Action item ▸
Every record below must come back exactly as given.

Record set section start

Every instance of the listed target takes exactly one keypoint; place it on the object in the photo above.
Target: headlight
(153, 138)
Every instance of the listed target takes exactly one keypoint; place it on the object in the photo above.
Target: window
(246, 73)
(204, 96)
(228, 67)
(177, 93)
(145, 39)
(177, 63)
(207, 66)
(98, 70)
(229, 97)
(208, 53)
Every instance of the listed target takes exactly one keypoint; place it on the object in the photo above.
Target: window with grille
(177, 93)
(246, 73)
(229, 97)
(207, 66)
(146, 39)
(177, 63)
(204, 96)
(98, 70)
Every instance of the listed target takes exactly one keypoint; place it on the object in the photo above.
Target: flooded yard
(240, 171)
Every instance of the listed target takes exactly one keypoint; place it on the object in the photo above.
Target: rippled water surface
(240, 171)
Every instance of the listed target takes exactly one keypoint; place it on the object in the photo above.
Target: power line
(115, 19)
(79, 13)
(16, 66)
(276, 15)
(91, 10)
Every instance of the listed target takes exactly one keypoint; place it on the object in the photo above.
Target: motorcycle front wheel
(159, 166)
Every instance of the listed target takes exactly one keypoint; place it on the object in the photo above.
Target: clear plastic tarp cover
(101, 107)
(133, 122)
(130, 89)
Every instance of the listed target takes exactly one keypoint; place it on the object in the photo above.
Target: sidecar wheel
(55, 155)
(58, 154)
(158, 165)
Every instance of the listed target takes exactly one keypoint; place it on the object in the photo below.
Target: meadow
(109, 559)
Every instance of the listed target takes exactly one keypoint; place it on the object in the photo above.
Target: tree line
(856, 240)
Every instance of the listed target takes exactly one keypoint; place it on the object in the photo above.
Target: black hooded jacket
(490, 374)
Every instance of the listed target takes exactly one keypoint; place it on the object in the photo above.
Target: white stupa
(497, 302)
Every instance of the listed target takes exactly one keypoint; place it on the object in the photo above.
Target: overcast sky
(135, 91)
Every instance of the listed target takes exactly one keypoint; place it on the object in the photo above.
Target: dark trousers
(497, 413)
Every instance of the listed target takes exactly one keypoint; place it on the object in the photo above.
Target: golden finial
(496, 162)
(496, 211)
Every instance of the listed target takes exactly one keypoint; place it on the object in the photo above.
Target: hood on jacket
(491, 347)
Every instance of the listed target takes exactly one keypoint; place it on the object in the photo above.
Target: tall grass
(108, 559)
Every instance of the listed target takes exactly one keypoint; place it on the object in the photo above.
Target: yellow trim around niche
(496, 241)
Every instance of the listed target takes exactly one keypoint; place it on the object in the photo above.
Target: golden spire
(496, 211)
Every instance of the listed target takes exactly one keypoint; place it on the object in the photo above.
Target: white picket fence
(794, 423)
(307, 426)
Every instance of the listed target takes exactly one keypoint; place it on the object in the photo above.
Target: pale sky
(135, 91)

Record set section end

Expected output ▸
Every instance of the listed target takes exactly one keypoint; place it on the object in the photo above.
Target: headlight
(153, 138)
Every instance of the listed target takes exactly one keypoint; place it on the object in the photo above.
Target: window
(246, 73)
(204, 96)
(228, 67)
(177, 93)
(145, 39)
(177, 63)
(207, 66)
(98, 70)
(229, 97)
(208, 53)
Every instance of the listed target takes exactly one keypoint; place it on the object in the photo above.
Target: window with grille
(177, 93)
(246, 73)
(229, 97)
(207, 66)
(146, 39)
(177, 63)
(204, 96)
(98, 70)
Every instance of the listed target takes exactly one keypoint; place it on the object in the photo above.
Target: flooded yard
(240, 171)
Every instance of the listed target takes exactly one keypoint; place it on the object in the photo above.
Target: rippled water surface
(240, 171)
Every instance of the listed target takes exactly one keypoint; place it on the object in the photo above.
Target: power line
(115, 19)
(79, 13)
(16, 66)
(276, 15)
(91, 10)
Every instance of the listed target takes exactly one keypoint; place it on the object in the photo above.
Target: motorcycle front wheel
(159, 166)
Every instance of the listed target takes exactly one keypoint; place it on the object in the photo above.
Target: clear plastic tarp cover
(101, 107)
(133, 122)
(130, 89)
Every instance of the listed target takes exactly one keypoint; place it on the object in the photo above.
Target: sidecar wheel
(55, 155)
(58, 154)
(158, 165)
Every instance of the listed target takes exactly one keypoint; place it on the object in the photo below.
Target: meadow
(109, 559)
Every instance of the listed target takes exactly one keypoint; place it on the object in the photo above.
Target: tree line
(856, 240)
Every instance of the listed target takes exactly one keypoint; place it on the object in the photo above.
Target: black hooded jacket
(490, 374)
Every instance of the listed target takes exactly one keypoint; place it on the object in the photo above.
Target: white stupa
(497, 302)
Every instance of the listed target takes exactly one keypoint; place it on the object in the photo above.
Target: overcast sky
(135, 91)
Every instance of the listed target takes exactly one keypoint; place it on the object in the photo above.
Target: dark trousers
(497, 413)
Every instance of the listed target takes exactly one keypoint; place it on the object in the photo above.
Target: golden finial
(496, 162)
(496, 211)
Every instance of the listed target takes exactly one keypoint; place it on the object in the photo above.
Target: hood on jacket
(491, 347)
Every instance of the listed target takes exactly one keypoint; place it on the object in the photo above.
Target: tall grass
(108, 559)
Every instance of the listed target takes exactly one keypoint; place it on the object in the photo above.
Target: yellow trim around niche
(496, 241)
Every instance of the listed target takes exactly one keypoint; place it on the object in the photo above.
Target: golden spire
(496, 211)
Every instance of the listed target takes exactly one keypoint; place it on the object in the photo above.
Target: white picket fence
(794, 423)
(307, 426)
Every instance of the listed target takes exactly one keypoint; place it on the object in the photo above.
Target: pale sky
(135, 91)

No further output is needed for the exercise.